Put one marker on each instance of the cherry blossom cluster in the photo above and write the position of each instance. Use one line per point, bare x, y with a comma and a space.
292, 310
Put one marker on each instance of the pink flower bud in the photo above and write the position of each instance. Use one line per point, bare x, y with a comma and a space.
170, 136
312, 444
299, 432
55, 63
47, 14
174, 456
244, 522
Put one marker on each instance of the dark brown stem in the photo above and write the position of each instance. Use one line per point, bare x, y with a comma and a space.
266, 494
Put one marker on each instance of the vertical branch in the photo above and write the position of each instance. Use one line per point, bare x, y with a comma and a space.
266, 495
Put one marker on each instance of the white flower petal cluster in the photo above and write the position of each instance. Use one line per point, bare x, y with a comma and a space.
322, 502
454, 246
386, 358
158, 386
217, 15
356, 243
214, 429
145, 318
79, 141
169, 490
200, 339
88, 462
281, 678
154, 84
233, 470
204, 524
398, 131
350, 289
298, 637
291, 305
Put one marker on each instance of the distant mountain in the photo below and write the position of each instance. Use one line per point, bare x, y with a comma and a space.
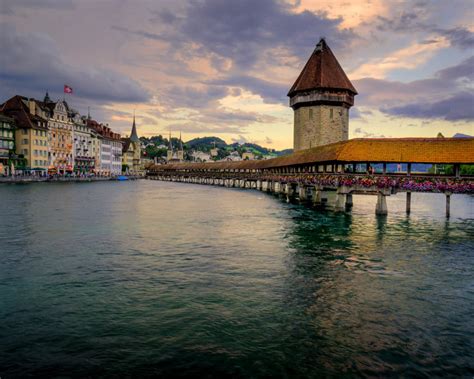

################

**What needs to be done:** Every entry above needs to be copied exactly, apart from its pictures.

**Answer space:**
Put one marker on each instance of the cherry blossom cluster in the photo above and write the position of each instance. Use one line per point, bare x, y with a comma and a space.
292, 310
Put one marker on each instance of the pink flower bud in the photo above and write the position of each instance. Use one line per point, bare x, y with a comma and a space.
170, 136
312, 444
299, 432
55, 63
47, 14
174, 456
244, 522
Put one marker on each instance of the dark brown stem in the photo above and write the position of each instance. Use one line per point, bare x, y with a comma and a space.
266, 494
Put one marker on each instance of the vertical branch in the photo above and write the position of each instance. Use one line per point, bare x, y with a comma and a space.
266, 495
Put one marker on each instance of the white flower petal cluster in the photo above and write the position of each instance. Use one line per point, bare x, y with a comma and a space.
322, 502
454, 246
386, 358
158, 386
217, 15
356, 243
214, 429
145, 318
79, 141
169, 490
200, 339
88, 462
281, 678
154, 84
233, 470
204, 524
398, 131
350, 289
298, 637
291, 305
Put one marker on each instance of the distant mountain in the photo below and write the position of each instance. Use one line per point, bare x, y with a comma and a space.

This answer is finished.